> Given text:
BEGIN

Then I need more clear info.
You said "and just input single sinewave, say example 100.5kHz. "
You want to be at 400 kSa/s?
No.. I said:
"But, FFT window info tell 400kSa/s. If this is real truth then it must not fold back (alias). Is it (400kSa/s) real truth or is it just Rigolism.
If they have different sampling for FFT it is then nice to see what is display if normal oscilloscope and freq.axis displays are both displayed same time and just input single sinewave, say example 100.5kHz."
Now please:
Set oscilloscope Horizontal 2.5ms/div, length 10ksample, and you can see it tell sampling speed is 200kSa/s
So oscilloscope top display info tell (H) 2.5ms/div (A) 200kSa/s 10kpts (D) 0.0s also set trigger near zero and mode Edge (as it was before)
Now keep this oscilloscope displayed.
And open FFT. (both visible, time base display (aka oscilloscope) and freq. base display (aka FFT in this case)
FFT info as it was earlier, 400kSa/s
FFT Center 100kHz.
Input sinewave 100.5kHz (or 101kHz)
Now in your last FFT window there was also 50kHz span.
You can set bit more narrow span for better visibility for this case now. Say example 10kHz span.

END

> Material:
BEGIN

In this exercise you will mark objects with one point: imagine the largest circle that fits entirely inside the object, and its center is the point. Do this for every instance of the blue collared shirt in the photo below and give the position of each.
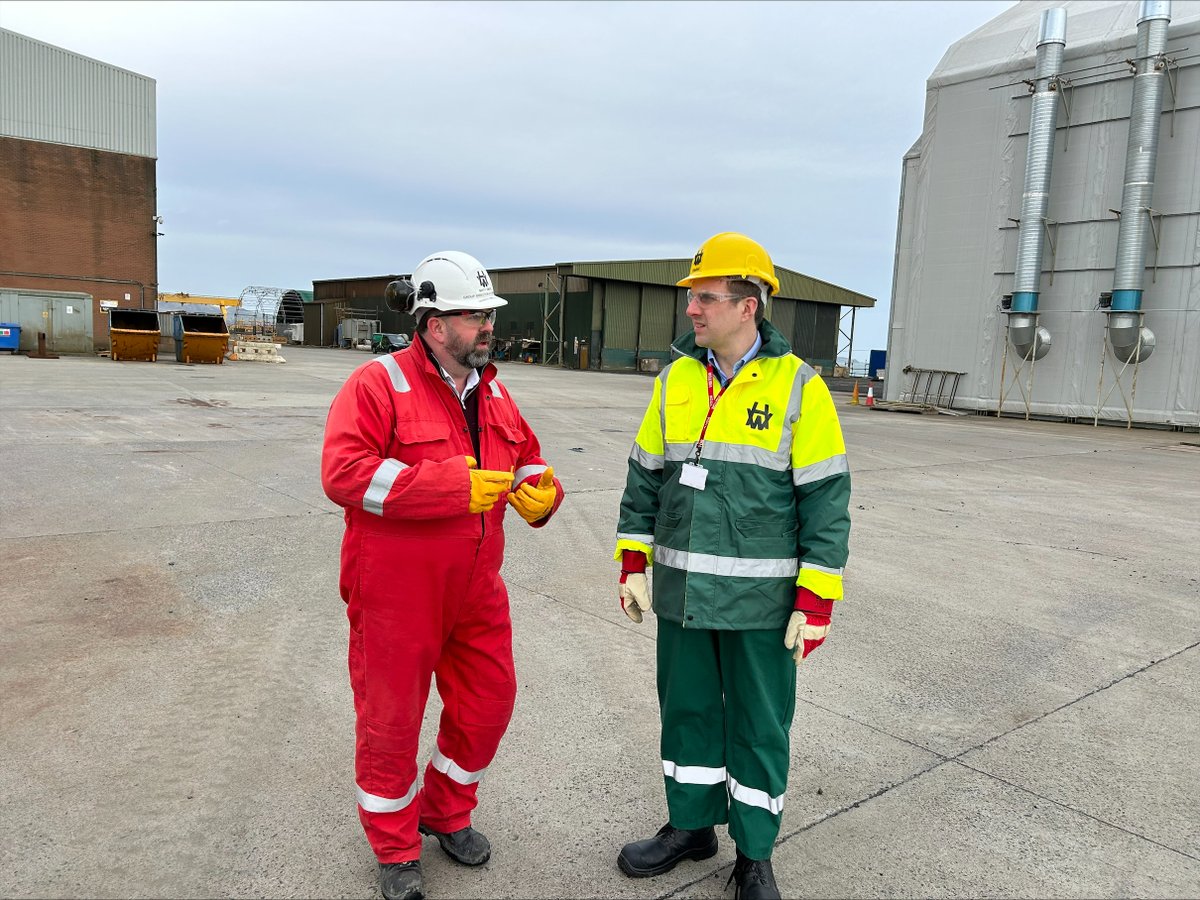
(737, 366)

END

> Required work:
(a) Reproduce verbatim the part of the oscilloscope FFT post starting at "And open FFT." and ending at "FFT Center 100kHz.".
(b) In the oscilloscope FFT post, what span does the writer suggest for better visibility?

> Results:
(a)
And open FFT. (both visible, time base display (aka oscilloscope) and freq. base display (aka FFT in this case)
FFT info as it was earlier, 400kSa/s
FFT Center 100kHz.

(b) A 10kHz span.